**Work to be completed**. Copy the rows verbatim, starting at the first row and ending with the line that holds "(135, 1034)", including that line.

─── Material provided

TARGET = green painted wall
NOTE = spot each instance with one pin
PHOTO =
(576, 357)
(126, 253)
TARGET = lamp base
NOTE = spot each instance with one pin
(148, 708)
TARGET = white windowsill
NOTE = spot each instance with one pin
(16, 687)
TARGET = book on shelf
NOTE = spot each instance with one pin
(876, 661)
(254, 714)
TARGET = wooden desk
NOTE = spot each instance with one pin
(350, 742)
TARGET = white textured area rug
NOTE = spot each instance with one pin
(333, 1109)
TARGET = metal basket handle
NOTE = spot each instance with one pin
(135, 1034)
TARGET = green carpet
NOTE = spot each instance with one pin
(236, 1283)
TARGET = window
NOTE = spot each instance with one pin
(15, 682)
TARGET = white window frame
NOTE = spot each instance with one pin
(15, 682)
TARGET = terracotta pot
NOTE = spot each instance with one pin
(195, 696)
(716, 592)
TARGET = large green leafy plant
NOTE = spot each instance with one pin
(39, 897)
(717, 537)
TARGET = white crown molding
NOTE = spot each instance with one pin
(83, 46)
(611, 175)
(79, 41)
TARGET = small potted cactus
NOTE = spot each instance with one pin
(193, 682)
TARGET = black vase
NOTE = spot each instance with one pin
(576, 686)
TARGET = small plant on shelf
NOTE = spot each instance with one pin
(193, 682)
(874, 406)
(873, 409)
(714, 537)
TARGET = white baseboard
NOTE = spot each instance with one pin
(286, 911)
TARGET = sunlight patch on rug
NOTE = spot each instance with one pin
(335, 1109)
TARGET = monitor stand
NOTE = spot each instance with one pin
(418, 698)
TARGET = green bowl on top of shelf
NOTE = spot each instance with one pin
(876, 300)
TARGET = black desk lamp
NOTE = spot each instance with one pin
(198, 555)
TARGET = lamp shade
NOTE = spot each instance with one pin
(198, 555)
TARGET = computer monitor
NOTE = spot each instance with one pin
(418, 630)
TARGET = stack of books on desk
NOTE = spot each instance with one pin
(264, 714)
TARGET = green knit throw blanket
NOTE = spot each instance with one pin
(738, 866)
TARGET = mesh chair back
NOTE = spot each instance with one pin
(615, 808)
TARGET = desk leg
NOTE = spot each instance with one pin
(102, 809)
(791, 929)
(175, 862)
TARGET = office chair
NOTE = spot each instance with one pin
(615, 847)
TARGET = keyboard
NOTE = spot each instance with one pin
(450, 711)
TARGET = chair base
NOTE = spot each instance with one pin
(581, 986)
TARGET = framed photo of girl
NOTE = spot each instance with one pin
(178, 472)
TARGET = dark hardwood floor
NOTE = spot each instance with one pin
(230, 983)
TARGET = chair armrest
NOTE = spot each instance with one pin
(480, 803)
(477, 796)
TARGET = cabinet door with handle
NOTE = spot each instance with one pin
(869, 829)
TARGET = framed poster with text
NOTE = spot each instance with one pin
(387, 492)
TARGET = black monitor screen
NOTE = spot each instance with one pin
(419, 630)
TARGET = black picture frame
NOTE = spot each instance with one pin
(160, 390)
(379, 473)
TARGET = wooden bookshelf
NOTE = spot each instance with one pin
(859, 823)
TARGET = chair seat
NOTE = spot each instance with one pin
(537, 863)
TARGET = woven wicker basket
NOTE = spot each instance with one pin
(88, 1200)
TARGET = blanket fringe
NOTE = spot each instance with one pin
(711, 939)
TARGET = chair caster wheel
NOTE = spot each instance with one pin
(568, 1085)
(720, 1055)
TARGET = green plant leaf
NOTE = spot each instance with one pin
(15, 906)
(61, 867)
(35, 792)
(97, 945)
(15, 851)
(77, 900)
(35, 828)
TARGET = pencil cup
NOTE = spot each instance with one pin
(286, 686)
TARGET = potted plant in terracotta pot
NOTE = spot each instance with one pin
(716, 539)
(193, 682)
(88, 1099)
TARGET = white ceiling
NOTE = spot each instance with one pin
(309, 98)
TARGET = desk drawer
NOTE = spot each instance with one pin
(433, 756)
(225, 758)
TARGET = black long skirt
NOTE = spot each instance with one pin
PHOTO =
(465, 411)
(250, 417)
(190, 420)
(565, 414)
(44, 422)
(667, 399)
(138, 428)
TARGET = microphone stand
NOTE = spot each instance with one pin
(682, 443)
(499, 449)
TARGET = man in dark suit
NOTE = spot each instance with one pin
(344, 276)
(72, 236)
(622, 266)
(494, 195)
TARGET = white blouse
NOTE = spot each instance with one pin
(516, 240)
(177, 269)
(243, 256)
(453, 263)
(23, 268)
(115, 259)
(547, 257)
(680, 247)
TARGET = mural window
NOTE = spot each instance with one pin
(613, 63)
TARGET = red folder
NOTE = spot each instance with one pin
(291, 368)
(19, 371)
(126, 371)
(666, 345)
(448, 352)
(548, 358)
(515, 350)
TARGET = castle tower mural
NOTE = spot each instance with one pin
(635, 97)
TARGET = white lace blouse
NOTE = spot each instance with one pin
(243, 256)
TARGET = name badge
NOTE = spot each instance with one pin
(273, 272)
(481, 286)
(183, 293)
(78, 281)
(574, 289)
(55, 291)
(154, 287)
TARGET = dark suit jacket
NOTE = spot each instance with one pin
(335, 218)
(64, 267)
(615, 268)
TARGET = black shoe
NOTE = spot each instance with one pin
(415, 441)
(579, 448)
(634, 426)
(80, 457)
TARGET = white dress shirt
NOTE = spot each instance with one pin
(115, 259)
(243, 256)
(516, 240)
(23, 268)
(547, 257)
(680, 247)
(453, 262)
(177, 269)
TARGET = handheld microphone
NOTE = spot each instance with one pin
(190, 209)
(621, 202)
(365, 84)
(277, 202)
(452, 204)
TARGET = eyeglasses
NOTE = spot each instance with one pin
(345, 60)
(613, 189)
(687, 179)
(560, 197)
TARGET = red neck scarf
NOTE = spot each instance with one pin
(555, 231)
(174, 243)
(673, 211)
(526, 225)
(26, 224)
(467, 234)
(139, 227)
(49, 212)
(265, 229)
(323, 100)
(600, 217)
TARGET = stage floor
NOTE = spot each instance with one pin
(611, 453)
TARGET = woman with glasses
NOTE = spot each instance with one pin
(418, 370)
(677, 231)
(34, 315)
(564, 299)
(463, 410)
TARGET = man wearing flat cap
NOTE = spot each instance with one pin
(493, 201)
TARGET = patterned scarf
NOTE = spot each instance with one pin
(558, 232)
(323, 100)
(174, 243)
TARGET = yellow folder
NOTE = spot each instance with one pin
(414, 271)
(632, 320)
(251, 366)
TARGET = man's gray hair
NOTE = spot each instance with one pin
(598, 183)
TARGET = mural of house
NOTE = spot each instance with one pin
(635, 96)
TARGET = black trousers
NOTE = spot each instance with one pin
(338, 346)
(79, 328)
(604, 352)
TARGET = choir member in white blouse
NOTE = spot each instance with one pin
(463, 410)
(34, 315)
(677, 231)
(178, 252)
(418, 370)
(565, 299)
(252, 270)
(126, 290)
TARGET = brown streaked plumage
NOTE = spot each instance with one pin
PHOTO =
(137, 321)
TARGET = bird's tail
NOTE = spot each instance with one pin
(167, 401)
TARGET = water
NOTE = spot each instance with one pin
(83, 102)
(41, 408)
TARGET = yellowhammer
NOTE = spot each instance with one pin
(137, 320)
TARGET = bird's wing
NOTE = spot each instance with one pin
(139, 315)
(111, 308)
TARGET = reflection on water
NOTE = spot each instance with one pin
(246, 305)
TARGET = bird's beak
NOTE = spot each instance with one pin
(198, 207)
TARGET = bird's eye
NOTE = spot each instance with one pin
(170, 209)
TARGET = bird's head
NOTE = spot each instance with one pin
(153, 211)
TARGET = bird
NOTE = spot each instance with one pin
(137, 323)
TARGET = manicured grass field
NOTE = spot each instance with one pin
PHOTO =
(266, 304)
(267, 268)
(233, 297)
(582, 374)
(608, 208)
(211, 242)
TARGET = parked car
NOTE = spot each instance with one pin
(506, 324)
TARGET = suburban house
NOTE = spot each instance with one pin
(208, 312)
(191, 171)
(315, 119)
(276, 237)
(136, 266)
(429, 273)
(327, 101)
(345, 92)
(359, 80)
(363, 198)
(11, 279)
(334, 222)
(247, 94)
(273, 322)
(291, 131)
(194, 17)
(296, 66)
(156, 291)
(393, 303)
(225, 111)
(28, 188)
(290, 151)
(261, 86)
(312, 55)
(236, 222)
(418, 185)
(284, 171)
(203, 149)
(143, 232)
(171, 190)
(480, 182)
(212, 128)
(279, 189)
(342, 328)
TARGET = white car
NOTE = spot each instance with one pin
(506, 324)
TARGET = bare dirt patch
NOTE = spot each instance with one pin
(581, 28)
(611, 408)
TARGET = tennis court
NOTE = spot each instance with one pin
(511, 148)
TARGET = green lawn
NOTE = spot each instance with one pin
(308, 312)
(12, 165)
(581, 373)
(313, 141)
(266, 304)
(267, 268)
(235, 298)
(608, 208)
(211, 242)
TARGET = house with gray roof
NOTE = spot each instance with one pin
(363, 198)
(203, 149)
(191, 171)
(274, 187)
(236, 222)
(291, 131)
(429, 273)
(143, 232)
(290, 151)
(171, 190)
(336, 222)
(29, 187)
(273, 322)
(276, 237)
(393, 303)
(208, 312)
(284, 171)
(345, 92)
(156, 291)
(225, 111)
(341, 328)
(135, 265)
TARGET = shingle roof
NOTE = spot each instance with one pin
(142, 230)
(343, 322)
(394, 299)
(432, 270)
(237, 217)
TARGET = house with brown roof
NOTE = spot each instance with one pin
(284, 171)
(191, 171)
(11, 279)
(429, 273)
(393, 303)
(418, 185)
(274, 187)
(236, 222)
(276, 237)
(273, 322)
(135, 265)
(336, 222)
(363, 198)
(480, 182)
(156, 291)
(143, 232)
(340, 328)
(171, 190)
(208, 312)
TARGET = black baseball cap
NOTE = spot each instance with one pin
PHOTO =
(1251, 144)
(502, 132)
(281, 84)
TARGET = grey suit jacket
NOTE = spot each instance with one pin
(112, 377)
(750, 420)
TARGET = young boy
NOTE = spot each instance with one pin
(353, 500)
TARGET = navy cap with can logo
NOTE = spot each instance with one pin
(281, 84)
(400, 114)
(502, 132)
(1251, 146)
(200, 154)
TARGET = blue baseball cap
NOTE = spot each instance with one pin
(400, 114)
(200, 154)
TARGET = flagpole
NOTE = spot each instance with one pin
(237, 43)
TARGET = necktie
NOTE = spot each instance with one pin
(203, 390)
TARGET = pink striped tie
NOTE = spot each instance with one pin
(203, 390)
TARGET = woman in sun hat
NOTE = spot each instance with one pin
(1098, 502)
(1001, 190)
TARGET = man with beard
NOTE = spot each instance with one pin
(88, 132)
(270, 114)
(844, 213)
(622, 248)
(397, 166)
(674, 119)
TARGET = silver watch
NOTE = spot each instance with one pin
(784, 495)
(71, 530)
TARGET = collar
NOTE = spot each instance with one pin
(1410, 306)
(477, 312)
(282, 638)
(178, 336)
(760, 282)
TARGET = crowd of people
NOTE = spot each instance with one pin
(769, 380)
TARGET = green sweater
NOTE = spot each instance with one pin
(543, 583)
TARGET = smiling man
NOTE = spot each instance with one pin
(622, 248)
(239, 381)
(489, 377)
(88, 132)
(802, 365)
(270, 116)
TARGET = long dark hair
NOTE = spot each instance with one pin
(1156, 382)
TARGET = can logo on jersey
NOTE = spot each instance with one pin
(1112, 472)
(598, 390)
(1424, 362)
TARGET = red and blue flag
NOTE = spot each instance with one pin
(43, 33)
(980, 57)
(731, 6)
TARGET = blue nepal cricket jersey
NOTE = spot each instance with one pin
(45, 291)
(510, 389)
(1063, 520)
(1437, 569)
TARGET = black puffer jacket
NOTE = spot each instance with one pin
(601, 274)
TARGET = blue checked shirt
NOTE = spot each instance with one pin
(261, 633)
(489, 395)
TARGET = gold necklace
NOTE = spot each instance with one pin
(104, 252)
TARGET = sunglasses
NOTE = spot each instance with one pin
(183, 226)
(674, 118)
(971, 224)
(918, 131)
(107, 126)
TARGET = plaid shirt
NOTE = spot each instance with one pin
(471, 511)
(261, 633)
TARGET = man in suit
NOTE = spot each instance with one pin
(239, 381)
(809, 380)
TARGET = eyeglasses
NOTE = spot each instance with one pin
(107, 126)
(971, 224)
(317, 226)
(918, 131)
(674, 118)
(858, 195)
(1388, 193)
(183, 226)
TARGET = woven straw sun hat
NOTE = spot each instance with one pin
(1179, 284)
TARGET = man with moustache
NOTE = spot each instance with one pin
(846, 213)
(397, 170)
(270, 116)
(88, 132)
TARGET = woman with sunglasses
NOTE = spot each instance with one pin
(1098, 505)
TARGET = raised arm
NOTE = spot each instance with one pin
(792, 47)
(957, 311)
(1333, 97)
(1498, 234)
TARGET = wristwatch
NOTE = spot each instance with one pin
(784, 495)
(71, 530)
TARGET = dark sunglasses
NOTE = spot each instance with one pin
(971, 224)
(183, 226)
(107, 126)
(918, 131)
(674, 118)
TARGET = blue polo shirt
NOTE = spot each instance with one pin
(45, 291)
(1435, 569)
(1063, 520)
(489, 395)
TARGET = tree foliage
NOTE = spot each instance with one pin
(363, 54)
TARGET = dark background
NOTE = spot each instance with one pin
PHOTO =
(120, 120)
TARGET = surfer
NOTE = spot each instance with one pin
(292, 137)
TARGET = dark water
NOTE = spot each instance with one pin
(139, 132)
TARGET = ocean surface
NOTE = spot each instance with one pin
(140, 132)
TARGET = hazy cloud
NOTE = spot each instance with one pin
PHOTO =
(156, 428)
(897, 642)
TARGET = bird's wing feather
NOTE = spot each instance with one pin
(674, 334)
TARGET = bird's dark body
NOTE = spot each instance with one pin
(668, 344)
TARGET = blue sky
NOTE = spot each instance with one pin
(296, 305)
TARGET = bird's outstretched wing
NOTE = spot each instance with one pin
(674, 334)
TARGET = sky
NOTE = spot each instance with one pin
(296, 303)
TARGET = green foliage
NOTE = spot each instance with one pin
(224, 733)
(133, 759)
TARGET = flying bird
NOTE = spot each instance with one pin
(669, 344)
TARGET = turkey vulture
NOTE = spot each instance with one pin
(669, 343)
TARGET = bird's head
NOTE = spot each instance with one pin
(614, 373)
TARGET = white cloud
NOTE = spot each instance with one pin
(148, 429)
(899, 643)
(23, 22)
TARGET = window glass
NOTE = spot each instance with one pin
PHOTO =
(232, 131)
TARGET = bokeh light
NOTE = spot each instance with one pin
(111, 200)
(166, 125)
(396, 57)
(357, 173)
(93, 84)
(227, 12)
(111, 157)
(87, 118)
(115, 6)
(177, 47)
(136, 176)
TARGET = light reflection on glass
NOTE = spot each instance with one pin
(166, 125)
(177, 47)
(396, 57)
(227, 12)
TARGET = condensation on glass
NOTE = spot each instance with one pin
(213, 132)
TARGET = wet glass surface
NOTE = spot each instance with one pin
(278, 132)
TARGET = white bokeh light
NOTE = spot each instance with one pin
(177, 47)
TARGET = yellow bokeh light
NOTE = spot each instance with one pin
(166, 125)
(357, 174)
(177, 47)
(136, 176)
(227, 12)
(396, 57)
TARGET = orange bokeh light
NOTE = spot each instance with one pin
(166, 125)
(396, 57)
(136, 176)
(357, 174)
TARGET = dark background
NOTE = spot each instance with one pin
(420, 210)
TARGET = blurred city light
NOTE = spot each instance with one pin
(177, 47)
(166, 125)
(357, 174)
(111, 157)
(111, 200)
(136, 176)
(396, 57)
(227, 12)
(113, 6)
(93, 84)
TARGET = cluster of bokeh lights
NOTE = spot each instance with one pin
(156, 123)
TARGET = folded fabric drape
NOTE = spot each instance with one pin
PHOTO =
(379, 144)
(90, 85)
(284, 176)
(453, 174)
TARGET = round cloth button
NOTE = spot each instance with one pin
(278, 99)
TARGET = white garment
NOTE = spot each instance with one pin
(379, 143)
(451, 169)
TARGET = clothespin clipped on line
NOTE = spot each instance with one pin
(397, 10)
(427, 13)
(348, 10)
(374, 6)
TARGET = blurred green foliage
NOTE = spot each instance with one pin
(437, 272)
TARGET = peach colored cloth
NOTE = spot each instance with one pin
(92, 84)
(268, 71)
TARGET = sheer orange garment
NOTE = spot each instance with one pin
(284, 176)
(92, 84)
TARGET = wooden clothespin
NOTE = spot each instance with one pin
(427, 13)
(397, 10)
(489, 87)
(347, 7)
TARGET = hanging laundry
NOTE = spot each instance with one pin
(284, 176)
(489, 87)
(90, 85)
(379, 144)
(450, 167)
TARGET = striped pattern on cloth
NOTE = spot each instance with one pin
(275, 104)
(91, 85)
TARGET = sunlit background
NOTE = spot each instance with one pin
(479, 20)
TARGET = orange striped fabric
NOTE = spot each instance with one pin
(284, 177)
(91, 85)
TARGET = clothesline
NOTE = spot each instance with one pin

──────

**Solution to the exercise**.
TARGET = green painted wall
NOTE = spot each instance with one pin
PHOTO =
(576, 357)
(126, 253)
TARGET = lamp base
NOTE = spot each instance with one pin
(148, 708)
TARGET = white windowsill
NOTE = spot each instance with one pin
(16, 687)
TARGET = book on shelf
NOTE = spot each instance with one pin
(876, 661)
(254, 714)
TARGET = wooden desk
NOTE = spot each instance with one pin
(350, 742)
TARGET = white textured area rug
NOTE = spot each instance with one pin
(333, 1109)
TARGET = metal basket handle
NOTE = spot each instance with one pin
(135, 1034)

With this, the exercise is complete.